▶ WORK REQUEST
Scan the entries below for the word "handrail" and copy every line in which it occurs.

▶ SUPPLIED ENTRIES
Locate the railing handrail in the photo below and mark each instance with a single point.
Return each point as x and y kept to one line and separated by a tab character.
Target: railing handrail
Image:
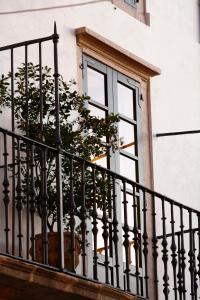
28	42
100	168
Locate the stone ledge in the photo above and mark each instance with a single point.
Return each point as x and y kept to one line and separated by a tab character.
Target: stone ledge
20	280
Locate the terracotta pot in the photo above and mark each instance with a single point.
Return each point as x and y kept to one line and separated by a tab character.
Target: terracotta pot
53	249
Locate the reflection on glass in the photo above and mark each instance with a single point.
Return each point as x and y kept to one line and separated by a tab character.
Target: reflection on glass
102	161
96	112
96	85
129	205
126	132
125	101
127	167
100	240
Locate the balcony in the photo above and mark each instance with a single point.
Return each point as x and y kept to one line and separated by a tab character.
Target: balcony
71	228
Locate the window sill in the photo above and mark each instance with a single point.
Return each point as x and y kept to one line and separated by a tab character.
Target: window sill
139	12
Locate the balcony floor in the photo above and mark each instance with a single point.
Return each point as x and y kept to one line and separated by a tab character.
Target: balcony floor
20	280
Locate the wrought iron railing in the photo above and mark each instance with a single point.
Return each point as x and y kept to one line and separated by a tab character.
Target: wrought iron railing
64	212
127	235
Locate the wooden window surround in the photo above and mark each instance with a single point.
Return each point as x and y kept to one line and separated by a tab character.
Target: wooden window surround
139	11
127	63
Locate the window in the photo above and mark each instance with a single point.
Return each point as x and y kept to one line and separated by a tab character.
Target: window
111	91
116	79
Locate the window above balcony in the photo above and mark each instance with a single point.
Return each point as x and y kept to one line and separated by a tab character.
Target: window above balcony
135	8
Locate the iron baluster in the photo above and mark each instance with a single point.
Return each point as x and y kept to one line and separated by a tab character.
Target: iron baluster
195	267
136	243
182	251
19	203
27	193
155	246
198	256
83	220
105	233
40	87
26	90
72	206
181	273
6	192
32	202
115	231
44	202
13	151
126	238
95	225
173	250
145	242
165	253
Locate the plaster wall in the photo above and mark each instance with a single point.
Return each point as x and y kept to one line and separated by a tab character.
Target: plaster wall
171	43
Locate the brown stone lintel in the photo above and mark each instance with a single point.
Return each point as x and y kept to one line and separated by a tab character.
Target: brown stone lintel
89	41
21	280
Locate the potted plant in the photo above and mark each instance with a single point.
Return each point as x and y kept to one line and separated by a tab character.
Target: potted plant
81	133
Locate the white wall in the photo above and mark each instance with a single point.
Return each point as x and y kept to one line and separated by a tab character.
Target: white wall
171	43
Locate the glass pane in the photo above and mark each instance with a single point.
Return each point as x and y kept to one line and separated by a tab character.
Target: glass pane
126	132
96	112
127	167
101	160
96	85
131	251
125	101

▶ WRITTEN ANSWER
Locate the railing handrail in the photo below and mark each instance with a single point.
Target: railing handrail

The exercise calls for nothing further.